Tarefas a cumprir =
[1] Atualize o trecho sobre o vício em apostas reproduzindo-o de "A pessoa dependente" até "por abalar casamentos.", inclusive, com "um clique" trocado por "um toque".
[2] Dê continuidade ao texto sobre o vício em apostas online a partir da última frase apresentada.

Trecho para leitura =
Azar no jogo e na vida

Lucas Freire

Existe um ditado popular que diz “sorte no jogo, azar no amor”. No entanto, o panorama atual nos mostra que entrar no mundo das apostas online pode significar perdas irreversíveis em todas as esferas da vida. Para o algoritmo, não existe sorte.

A ludopatia – ou vício em jogos de azar – vem sendo discutida por especialistas de diversas áreas e já prejudica jogadores no trabalho e nos relacionamentos. O cenário reflete um sério problema na saúde mental e acende o alerta para as consequências no dia a dia daqueles que não conseguem abandonar o vício.

Dados do INSS indicam que os afastamentos do trabalho em consequência da ludopatia cresceram 350% em três anos. Esse transtorno, em que a pessoa não consegue estabelecer limites ao jogar, ganha força com o apoio das redes sociais, espaço amplamente usado para divulgar jogos de azar. É lá que influenciadores indicam as plataformas de apostas online como “investimento”.

A pessoa dependente do jogo costuma passar horas imersa nesse universo e pode gastar muito dinheiro, o que compromete sua vida financeira, profissional, familiar e social. Essa rotina representa, também, perda de tempo, energia e saúde e é facilitada porque, hoje, basta apenas um clique para se inserir no mundo das apostas. A condição afeta a produtividade dos colaboradores, representa perdas salariais, e até patrimoniais, e acaba por abalar casamentos.

Como psicólogo do Trabalho, tenho visto situações muito tristes, como o aumento da agiotagem entre colegas, o que eleva o risco de violência e de uma série de problemas. As pessoas estão perdendo os bens e comprometendo toda a sua renda por conta dessa lógica perversa, que publiciza os jogos de azar de maneira que atinjam, sobretudo, as camadas mais vulneráveis. Na busca por uma resposta rápida para a situação financeira, esse grupo entra nas plataformas e não consegue sair.

É importante frisar que hoje nós lidamos com uma ferramenta muito mais forte para atrair as pessoas, que são os algoritmos. Anos atrás, quem quisesse ir a um cassino enfrentava todo o esforço de sair de casa e ir para um ambiente que, muitas vezes, impõe uma série de condições para os frequentadores.

Dados fornecidos =
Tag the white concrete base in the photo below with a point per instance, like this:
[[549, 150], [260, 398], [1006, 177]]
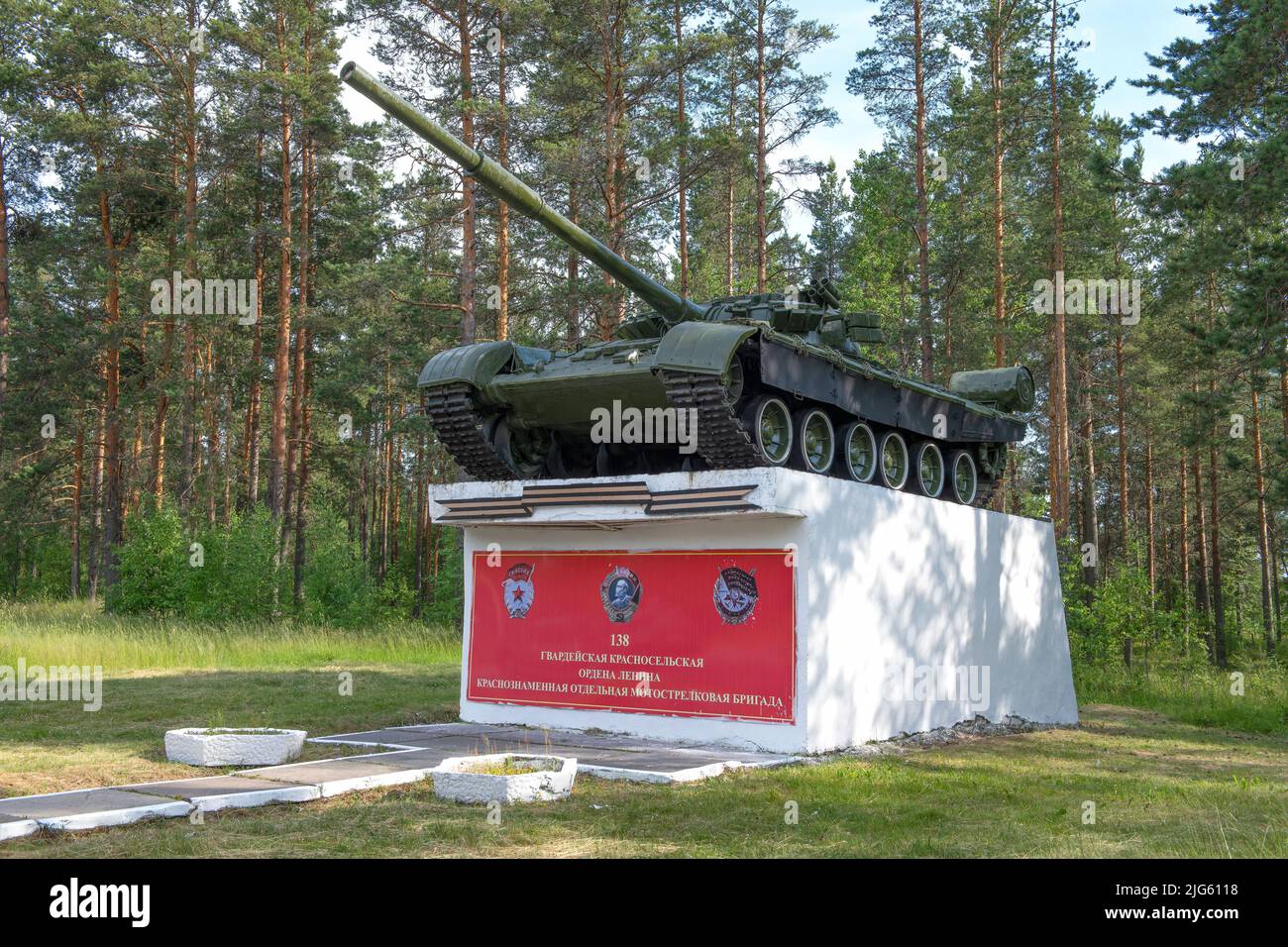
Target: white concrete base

As respostas =
[1]
A pessoa dependente do jogo costuma passar horas imersa nesse universo e pode gastar muito dinheiro, o que compromete sua vida financeira, profissional, familiar e social. Essa rotina representa, também, perda de tempo, energia e saúde e é facilitada porque, hoje, basta apenas um toque para se inserir no mundo das apostas. A condição afeta a produtividade dos colaboradores, representa perdas salariais, e até patrimoniais, e acaba por abalar casamentos.

[2]
Agora, o jogo está na palma da mão e é controlado por um algoritmo que certamente conhece seus hábitos e consegue identificar seus desejos. Assim, é fácil criar o que eu chamo de “cativeiros neurológicos”, em que a pessoa é aprisionada na plataforma e não consegue sair.

A princípio, o usuário não se percebe sendo fisgado por esse universo, onde tudo começa com pequenos ganhos, que dão uma falsa ideia de controle ao jogador. Depois, vem a fase da compulsão e das apostas maiores, até não haver mais limites.

Para combater essa realidade é preciso criar estratégias. É importante que a família, os amigos ou colegas de trabalho estejam atentos a esses comportamentos, para ajudar o jogador a entender o que está acontecendo, a identificar o descontrole.

As empresas devem conscientizar seus colaboradores com educação, alertando sobre como funciona a captura dos apostadores e para os riscos assumidos ao injetar dinheiro nessas plataformas. Além disso, precisam manter os controles ambientais, estabelecendo limites para qualquer prática relacionada a apostas durante a jornada de trabalho.

Cabe ressaltar que esse é um dos vícios mais brutais da nossa era. Seu potencial de destruição é tão ou mais nocivo do que outras compulsões, pois uma única pessoa jogando pode desestabilizar uma família inteira. A sociedade não deve fechar os olhos para algo que começa como e lazer, mas pode acarretar enorme sofrimento.  O mundo das bets não é brincadeira.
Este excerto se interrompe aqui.